▸ SOURCE DATA
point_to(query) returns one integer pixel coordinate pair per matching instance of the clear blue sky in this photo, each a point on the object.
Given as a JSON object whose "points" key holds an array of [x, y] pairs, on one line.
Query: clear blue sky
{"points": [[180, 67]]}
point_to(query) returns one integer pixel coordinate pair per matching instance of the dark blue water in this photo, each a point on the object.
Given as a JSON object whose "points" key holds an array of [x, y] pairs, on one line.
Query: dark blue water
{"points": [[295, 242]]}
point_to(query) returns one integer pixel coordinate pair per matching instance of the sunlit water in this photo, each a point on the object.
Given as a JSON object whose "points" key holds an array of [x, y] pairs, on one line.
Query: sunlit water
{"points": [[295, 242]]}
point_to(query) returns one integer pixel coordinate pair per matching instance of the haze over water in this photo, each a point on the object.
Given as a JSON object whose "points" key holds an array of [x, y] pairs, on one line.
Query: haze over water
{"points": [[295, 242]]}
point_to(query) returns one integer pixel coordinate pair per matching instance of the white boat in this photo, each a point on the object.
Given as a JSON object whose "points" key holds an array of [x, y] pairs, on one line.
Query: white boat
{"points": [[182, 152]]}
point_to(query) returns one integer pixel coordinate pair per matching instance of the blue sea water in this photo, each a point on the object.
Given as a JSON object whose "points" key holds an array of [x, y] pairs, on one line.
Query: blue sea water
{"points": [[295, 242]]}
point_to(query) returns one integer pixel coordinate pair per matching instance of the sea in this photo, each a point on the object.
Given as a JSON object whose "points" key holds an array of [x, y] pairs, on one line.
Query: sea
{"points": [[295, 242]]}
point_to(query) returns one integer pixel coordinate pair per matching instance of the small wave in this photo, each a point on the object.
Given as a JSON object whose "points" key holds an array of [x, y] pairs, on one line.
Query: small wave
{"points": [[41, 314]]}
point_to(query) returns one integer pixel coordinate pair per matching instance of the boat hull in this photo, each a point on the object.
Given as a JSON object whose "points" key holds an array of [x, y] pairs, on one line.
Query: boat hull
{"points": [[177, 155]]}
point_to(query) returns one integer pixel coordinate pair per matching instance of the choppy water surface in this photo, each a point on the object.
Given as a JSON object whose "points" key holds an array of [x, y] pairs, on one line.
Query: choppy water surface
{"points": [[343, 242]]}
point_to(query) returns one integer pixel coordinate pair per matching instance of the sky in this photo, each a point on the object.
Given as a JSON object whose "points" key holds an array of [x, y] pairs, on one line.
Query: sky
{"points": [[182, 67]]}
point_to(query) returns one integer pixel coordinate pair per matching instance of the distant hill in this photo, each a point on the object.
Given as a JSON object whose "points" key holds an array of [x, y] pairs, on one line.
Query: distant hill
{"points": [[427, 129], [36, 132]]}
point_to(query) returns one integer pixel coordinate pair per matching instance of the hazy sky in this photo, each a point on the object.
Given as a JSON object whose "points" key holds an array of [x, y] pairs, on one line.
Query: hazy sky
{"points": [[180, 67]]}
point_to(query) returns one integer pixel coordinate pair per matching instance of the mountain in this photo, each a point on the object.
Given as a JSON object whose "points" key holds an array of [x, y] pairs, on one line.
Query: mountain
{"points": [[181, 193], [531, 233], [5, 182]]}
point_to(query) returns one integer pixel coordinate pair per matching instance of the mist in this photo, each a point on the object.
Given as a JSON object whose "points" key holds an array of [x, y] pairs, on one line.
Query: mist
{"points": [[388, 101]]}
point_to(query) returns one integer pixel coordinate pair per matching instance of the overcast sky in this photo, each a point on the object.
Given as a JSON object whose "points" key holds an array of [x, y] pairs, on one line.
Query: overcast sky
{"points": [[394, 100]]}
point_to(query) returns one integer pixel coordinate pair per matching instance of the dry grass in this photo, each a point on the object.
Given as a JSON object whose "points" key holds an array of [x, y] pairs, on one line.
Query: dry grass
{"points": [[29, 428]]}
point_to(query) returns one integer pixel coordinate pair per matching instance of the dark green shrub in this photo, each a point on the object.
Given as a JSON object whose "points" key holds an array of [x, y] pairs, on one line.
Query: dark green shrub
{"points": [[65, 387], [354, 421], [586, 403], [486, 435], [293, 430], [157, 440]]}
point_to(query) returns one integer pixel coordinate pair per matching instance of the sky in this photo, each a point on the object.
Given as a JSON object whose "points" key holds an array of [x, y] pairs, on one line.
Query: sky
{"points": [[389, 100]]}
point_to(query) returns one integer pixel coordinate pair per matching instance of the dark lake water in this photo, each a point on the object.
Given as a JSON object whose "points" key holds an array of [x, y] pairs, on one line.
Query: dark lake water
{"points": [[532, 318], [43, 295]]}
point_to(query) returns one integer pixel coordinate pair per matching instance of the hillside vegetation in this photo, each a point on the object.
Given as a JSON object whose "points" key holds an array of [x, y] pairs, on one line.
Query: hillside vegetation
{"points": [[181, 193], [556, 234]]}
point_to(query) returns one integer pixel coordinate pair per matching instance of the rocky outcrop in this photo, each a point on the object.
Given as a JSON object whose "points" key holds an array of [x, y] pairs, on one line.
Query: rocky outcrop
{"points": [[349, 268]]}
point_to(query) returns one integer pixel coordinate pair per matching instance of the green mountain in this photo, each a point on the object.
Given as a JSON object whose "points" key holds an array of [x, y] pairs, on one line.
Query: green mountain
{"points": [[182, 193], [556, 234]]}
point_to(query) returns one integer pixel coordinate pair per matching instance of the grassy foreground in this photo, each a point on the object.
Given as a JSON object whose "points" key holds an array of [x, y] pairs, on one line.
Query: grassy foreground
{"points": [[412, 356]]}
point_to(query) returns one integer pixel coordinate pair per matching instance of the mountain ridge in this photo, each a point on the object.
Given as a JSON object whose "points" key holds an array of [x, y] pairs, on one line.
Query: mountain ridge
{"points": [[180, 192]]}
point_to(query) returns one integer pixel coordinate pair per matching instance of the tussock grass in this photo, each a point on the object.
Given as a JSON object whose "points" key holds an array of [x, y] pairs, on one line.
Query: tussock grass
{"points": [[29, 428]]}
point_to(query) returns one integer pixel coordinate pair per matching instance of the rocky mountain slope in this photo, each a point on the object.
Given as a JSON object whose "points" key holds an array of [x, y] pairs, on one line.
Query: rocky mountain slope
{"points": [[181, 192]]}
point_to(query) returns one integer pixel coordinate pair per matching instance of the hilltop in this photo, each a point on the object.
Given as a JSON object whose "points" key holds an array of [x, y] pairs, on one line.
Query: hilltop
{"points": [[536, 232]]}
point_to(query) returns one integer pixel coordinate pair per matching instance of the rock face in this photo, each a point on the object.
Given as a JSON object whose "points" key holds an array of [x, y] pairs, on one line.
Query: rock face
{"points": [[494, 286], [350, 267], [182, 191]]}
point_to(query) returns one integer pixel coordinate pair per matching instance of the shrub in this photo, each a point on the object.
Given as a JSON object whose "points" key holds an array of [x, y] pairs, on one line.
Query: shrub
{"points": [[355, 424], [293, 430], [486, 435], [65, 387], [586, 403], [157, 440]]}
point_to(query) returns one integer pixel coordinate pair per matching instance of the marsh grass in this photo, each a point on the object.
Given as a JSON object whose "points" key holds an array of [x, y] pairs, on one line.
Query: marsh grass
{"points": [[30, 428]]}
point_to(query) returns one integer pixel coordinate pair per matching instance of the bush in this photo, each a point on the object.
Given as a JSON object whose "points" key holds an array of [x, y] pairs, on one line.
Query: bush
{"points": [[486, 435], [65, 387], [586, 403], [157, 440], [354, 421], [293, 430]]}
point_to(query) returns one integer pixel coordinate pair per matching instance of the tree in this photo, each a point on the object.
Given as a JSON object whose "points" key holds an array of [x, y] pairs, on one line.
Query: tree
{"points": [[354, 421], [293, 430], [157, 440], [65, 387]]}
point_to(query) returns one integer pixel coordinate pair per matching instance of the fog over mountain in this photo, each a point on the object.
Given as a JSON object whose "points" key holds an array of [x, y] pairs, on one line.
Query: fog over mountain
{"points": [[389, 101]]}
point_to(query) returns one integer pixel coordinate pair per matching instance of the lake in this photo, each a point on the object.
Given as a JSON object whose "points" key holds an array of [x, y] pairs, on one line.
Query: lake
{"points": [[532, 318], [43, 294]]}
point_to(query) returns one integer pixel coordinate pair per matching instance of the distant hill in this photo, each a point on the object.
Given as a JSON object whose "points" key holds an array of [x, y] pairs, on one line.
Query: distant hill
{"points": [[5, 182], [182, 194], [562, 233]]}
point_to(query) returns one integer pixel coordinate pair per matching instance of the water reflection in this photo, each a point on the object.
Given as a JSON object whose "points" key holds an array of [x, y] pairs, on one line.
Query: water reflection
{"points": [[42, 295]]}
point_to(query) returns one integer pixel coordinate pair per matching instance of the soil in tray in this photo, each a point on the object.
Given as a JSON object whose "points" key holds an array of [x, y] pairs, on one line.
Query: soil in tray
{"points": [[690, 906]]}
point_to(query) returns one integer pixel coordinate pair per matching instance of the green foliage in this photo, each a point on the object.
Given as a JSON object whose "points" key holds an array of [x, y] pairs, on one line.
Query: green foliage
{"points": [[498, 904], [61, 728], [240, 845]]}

▸ WHAT YOU HAVE TO DO
Give back exactly the lines beginning at the one with "the fog over" and ending at the final line of the material; both boundary lines belong in it.

▸ SOLUTION TO THIS EXERCISE
point_to(query) returns one integer pixel coordinate pair per matching instance of the fog over mountain in this photo, each a point on the object.
Given as a JSON object whose "points" key holds an array of [x, y] pairs, on one line.
Query: fog over mountain
{"points": [[389, 101]]}
point_to(query) returns one integer pixel coordinate pair per matching instance of the lake in this photo, each a point on the object.
Given as a JSON object whose "points" key holds an array of [x, y] pairs, on one line.
Query: lake
{"points": [[532, 318], [43, 294]]}
point_to(query) returns one integer pixel coordinate pair per matching instance of the distant hill in this photo, each a point on the object.
Given as a JSON object whose "points" key holds an array of [x, y] pairs, on one line.
Query: distant hill
{"points": [[5, 182], [182, 194], [562, 233]]}
point_to(query) returns one integer pixel coordinate pair per matching instance of the water reflection in this photo, each a point on the object.
Given as a JSON object whose "points" key holds an array of [x, y] pairs, on one line.
Query: water reflection
{"points": [[42, 295]]}
point_to(query) returns one integer pixel coordinate pair per matching instance of the soil in tray in this photo, each a point on the object.
Given as a JSON object whose "points" key holds an array of [x, y] pairs, on one line.
Query: soil in tray
{"points": [[690, 906]]}
point_to(query) returns one integer pixel coordinate pair per matching instance of the green foliage in this photo, each a point on the object.
Given as a JSON object whose "points" key holds an array of [x, y] pairs, on one line.
Query: green foliage
{"points": [[498, 904], [61, 728], [240, 845]]}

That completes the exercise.